EXERCISE DETAILS
State how many lines in the entries below contain the word "airplane". Reply with the number alone.

___ MATERIAL SHOWN ___

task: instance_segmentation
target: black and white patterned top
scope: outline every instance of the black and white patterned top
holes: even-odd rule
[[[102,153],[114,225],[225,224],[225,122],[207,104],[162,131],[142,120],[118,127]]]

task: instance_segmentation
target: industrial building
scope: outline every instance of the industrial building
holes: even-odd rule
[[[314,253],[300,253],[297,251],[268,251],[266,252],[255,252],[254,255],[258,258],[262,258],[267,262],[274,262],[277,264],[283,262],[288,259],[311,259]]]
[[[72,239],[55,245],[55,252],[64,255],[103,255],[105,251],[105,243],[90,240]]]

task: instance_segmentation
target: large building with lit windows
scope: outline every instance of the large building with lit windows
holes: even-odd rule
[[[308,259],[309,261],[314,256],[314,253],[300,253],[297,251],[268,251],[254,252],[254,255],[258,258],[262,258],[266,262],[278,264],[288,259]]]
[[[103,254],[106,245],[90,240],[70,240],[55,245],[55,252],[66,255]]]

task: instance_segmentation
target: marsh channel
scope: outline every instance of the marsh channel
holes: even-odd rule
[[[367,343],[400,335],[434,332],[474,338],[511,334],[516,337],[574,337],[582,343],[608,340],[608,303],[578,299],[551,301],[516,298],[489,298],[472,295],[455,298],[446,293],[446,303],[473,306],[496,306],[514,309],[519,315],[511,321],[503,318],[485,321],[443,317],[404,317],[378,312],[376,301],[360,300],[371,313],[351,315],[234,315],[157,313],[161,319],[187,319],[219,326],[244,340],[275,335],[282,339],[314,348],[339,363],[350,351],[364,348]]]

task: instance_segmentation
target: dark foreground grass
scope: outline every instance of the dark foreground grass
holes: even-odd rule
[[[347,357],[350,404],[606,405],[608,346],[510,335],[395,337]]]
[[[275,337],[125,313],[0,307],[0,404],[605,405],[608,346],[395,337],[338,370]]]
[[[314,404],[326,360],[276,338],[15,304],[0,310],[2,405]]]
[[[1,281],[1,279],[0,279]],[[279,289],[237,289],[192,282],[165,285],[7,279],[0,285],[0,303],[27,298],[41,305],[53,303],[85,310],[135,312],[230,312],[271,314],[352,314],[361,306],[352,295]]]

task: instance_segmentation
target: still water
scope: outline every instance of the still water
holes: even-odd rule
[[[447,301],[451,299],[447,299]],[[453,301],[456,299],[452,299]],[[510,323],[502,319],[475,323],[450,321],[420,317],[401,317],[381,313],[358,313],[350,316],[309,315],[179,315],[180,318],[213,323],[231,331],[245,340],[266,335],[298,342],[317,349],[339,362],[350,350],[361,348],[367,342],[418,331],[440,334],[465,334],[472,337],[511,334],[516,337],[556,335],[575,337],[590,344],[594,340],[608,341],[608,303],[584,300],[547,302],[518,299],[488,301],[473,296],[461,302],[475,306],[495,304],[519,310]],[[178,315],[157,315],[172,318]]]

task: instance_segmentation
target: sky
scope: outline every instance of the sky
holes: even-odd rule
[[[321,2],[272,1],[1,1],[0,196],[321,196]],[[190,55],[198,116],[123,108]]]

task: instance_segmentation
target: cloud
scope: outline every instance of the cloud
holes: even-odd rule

___
___ MATERIAL SHOWN ___

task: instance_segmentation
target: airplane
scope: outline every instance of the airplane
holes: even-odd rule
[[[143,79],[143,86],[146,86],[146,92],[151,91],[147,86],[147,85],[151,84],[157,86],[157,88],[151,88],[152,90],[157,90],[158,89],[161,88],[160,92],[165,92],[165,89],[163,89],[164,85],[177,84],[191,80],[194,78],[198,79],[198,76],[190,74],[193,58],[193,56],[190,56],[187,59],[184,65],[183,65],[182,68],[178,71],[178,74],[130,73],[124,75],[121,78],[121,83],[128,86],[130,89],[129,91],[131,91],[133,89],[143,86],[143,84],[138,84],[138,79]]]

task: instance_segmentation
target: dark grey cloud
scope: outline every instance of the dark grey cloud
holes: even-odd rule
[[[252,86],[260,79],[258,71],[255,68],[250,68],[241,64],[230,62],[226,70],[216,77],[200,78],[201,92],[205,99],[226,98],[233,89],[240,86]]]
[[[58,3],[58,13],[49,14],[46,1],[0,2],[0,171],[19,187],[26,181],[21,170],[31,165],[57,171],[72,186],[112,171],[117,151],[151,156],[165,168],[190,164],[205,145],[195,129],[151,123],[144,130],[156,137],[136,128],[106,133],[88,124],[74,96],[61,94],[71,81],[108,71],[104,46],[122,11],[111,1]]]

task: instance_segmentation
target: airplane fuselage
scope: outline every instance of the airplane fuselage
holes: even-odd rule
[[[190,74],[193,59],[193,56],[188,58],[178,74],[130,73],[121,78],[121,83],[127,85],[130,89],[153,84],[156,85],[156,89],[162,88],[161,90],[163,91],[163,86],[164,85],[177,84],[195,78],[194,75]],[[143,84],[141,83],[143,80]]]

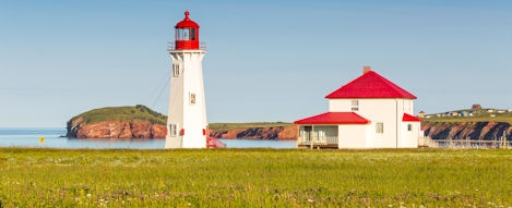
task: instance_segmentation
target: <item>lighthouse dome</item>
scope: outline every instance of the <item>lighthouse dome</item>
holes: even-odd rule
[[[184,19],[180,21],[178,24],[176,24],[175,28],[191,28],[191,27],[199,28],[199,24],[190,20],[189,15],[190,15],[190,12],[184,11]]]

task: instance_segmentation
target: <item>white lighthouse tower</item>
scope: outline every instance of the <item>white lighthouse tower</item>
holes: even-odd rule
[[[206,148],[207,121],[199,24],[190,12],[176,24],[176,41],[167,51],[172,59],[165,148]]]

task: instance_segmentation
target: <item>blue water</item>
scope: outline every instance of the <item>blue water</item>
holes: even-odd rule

___

WORKED SOLUTION
4